-- EXERCISES --
a) In the shutdown article, what reason does Herbert give for saying Obama should be able to bring Republicans and Democrats together to resolve issues with Obamacare? Answer in one to three sentences.
b) Please transcribe the shutdown article word for word from "The GOP governor" to "issues with Obamacare.".

-- SELECTED EXTRACT --
____

Gov. Gary Herbert said Thursday that President Barack Obama’s failure to lead has brought about the federal government shutdown.
“There’s a lack of leadership in Washington, D.C., and I place blame at the president’s feet for the lack of leadership,” Herbert said Thursday during his monthly news conference at KUED.
The GOP governor said that, as a president in his second term, Obama should be able to bring together Republicans and Democrats, lock the doors and resolve issues with Obamacare.
“Everyone admits it’s flawed. Even those who support it admit it’s flawed,” Herbert said. “I would call on the president to get them in the same room and say, ‘We won’t leave, we’ll bring in food, we’ll have sandwiches and we will stay here until we find some kind of compromise going forward.’ ”
Instead, the governor said the Democratic president has not even been willing to talk to Republicans for the months leading up to the shutdown and Herbert suggested that is because the president is trying to exploit the shutdown for political gain.
Obama met with congressional leaders for several hours Wednesday, but it ended with House Speaker John Boehner saying the president “refuses to negotiate,” and Obama saying Thursday that the Ohio Republican is the only thing standing in the way of reopening the federal government.
Salt Lake City Mayor Ralph Becker said people can have ideological objections to the Affordable Care Act, but it was passed by Congress, signed by the president and upheld by the courts, and now as a mayor he is eager to see his citizens — one in four of whom lack health care — get insurance coverage.
“Shutting down government is not the answer to solving the problems or our disagreements. I view it as childish, and there’s a group that I see trying to hold government hostage to try to get their way and I don’t think that serves our people,” Becker said. “It harms our residents and businesses when the federal government shuts down over a disagreement and I think it’s time for Congress to grow up and move forward and really try to work through issues.”
Herbert said there are 40,000 federal employees in Utah, some 10,000 of whom are facing the possibility of furloughs. National Parks are closed, putting $1 billion of tourism dollars in jeopardy. And 66,000 women and children may lose their nutritional assistance, although a deal was struck with the U.S. Department of Agriculture to get an additional $2.5 million to extend the existing benefits.
For his part, Herbert said he would like to see members of Congress from both parties find some agreement to address the problems in the health care legislation.
“Compromise is not a dirty word,” Herbert said. “I don’t know why Republicans and Democrats can’t understand the need in a country this divided on this Affordable Care Act to come together and find some compromise.”
The governor was asked repeatedly if he supported the GOP strategy of shutting down government to stop the implementation of the Affordable Care Act, but would not answer, only saying that the health-care law is connected to the overall federal budget.
Herbert said again that Obamacare has divided the country unlike anything he has seen since the Vietnam War, and the fact that Obama won the election “does not mean the country has come together.”

____

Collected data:
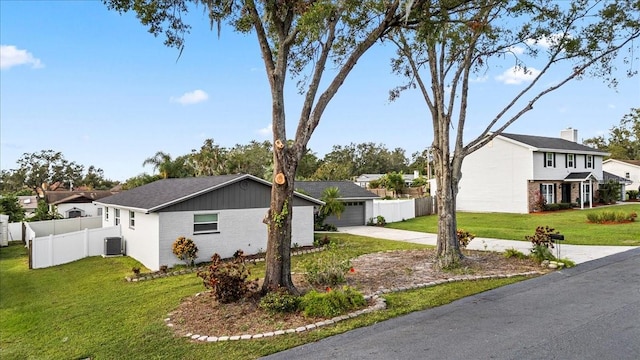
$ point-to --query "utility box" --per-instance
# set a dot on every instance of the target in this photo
(113, 246)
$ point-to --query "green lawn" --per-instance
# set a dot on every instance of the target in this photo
(86, 309)
(572, 223)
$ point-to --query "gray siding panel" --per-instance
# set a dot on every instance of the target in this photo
(245, 194)
(353, 215)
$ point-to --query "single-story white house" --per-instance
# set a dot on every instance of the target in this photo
(221, 214)
(357, 200)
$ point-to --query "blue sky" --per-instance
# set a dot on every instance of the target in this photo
(96, 86)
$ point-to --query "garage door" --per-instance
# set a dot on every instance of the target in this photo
(353, 215)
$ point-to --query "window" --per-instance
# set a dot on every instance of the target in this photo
(570, 160)
(550, 160)
(547, 192)
(205, 223)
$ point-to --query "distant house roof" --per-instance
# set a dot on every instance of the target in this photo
(548, 143)
(28, 202)
(166, 192)
(61, 197)
(348, 190)
(628, 162)
(607, 176)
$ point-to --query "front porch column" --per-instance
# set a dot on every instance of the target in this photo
(581, 195)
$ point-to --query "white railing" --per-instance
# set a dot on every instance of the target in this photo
(51, 250)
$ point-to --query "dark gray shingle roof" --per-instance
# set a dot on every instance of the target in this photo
(168, 191)
(348, 189)
(548, 143)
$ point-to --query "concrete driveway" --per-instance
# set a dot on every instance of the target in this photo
(576, 253)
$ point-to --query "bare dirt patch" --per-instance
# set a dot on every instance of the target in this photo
(372, 272)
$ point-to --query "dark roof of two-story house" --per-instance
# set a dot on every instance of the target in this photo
(566, 144)
(542, 143)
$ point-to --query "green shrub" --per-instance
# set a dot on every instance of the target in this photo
(280, 301)
(327, 268)
(228, 279)
(553, 207)
(464, 237)
(611, 217)
(513, 253)
(540, 253)
(331, 303)
(593, 218)
(185, 249)
(542, 236)
(567, 263)
(323, 241)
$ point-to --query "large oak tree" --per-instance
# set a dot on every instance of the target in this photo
(298, 38)
(442, 51)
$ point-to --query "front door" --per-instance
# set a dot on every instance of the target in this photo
(566, 193)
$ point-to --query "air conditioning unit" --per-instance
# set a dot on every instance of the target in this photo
(113, 246)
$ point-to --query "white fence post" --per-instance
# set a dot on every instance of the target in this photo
(51, 256)
(86, 242)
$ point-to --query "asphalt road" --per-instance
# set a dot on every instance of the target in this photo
(591, 311)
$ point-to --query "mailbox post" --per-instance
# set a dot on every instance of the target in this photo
(556, 238)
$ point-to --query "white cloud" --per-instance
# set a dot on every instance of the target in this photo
(11, 56)
(483, 78)
(517, 75)
(266, 131)
(518, 50)
(193, 97)
(546, 41)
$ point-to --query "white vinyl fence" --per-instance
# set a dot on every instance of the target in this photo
(394, 210)
(63, 226)
(4, 230)
(51, 250)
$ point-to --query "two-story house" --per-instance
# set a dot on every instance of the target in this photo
(629, 170)
(513, 171)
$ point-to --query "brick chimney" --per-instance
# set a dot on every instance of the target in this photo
(569, 134)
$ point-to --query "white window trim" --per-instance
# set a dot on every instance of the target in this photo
(217, 222)
(549, 160)
(549, 196)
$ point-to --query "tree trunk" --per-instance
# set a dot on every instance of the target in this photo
(279, 216)
(448, 252)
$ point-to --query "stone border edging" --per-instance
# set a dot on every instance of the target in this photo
(380, 303)
(158, 275)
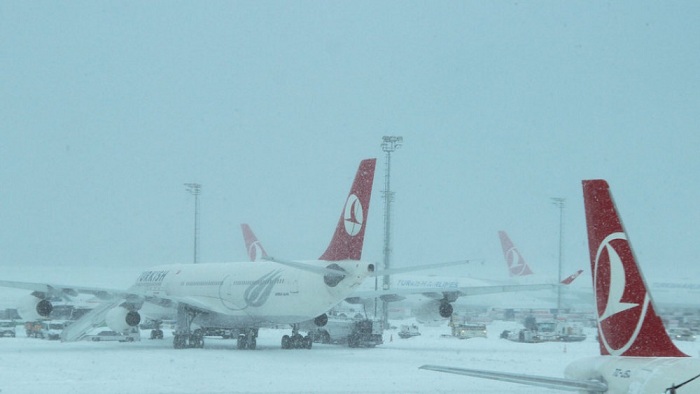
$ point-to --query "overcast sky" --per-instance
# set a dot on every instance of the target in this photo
(108, 108)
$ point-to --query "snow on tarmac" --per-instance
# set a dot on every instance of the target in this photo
(29, 365)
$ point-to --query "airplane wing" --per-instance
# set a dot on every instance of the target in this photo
(63, 291)
(450, 294)
(591, 386)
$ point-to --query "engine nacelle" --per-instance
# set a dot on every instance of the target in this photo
(34, 308)
(433, 310)
(321, 320)
(332, 280)
(121, 319)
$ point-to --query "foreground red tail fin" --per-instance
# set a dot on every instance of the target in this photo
(255, 250)
(516, 263)
(350, 232)
(627, 322)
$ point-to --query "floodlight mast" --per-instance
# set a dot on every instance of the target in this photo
(560, 202)
(195, 189)
(389, 145)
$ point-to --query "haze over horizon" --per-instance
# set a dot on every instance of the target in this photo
(109, 108)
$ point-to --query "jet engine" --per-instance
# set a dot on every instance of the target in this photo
(32, 307)
(433, 310)
(321, 320)
(121, 319)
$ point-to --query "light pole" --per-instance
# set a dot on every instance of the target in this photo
(389, 145)
(195, 189)
(559, 201)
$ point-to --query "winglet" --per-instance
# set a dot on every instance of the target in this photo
(255, 250)
(627, 321)
(569, 279)
(516, 263)
(350, 232)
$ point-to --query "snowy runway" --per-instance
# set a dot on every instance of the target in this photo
(153, 366)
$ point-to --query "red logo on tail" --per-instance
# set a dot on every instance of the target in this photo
(618, 306)
(627, 322)
(353, 215)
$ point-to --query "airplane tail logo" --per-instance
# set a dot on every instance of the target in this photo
(627, 322)
(516, 263)
(353, 216)
(255, 250)
(350, 232)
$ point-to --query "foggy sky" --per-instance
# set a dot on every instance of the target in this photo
(108, 108)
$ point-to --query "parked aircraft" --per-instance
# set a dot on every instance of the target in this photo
(243, 296)
(521, 272)
(636, 353)
(436, 292)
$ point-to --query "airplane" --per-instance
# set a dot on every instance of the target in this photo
(437, 293)
(517, 267)
(244, 296)
(636, 353)
(255, 250)
(521, 272)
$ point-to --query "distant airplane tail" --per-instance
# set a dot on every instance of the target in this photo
(350, 233)
(255, 250)
(569, 279)
(516, 263)
(627, 321)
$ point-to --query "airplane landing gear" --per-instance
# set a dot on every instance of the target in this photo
(247, 339)
(157, 332)
(184, 337)
(296, 341)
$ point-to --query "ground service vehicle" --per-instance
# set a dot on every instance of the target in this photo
(7, 328)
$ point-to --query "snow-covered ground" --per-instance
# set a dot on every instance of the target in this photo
(30, 365)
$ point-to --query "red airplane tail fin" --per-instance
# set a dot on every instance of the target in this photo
(255, 250)
(516, 263)
(350, 232)
(627, 321)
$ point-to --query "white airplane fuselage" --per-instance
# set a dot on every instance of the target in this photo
(245, 294)
(638, 374)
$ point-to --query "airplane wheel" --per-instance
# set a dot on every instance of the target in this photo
(179, 342)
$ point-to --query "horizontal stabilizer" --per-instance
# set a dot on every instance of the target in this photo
(305, 267)
(393, 271)
(591, 386)
(569, 279)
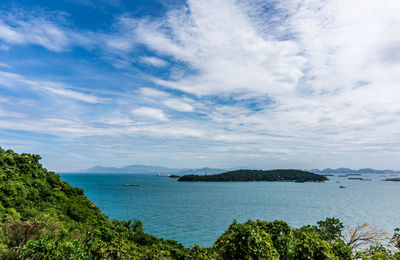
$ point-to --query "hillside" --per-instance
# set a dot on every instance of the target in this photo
(43, 217)
(257, 175)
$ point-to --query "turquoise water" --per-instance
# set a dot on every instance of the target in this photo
(197, 213)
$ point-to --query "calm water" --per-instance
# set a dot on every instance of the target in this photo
(197, 213)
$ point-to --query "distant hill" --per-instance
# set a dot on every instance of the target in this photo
(348, 170)
(257, 175)
(144, 169)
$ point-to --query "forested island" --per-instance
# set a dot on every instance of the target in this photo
(257, 175)
(43, 217)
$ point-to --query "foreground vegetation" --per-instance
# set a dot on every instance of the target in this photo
(257, 175)
(43, 217)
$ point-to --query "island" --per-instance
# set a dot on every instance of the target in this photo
(257, 175)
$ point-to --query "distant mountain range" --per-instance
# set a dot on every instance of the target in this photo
(347, 170)
(144, 169)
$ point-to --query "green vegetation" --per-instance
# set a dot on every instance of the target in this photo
(43, 217)
(257, 175)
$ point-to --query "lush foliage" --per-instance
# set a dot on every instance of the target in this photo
(43, 217)
(257, 175)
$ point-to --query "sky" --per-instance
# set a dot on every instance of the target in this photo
(218, 83)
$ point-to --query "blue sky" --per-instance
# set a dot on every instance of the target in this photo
(263, 84)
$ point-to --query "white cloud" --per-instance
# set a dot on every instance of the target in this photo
(15, 80)
(154, 61)
(42, 29)
(150, 113)
(154, 93)
(219, 42)
(4, 65)
(178, 105)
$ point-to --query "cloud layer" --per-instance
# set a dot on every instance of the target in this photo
(213, 83)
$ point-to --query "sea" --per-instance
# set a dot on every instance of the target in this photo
(199, 212)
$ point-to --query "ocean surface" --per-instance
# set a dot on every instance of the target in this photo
(197, 213)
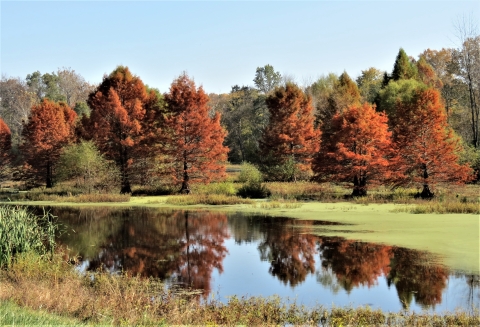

____

-- SOLUTIONS BY TASK --
a) Herbert says Obama is a president in his second term, so he should be able to bring the two parties together, lock the doors and work out the issues with Obamacare.

b)
The GOP governor said that, as a president in his second term, Obama should be able to bring together Republicans and Democrats, lock the doors and resolve issues with Obamacare.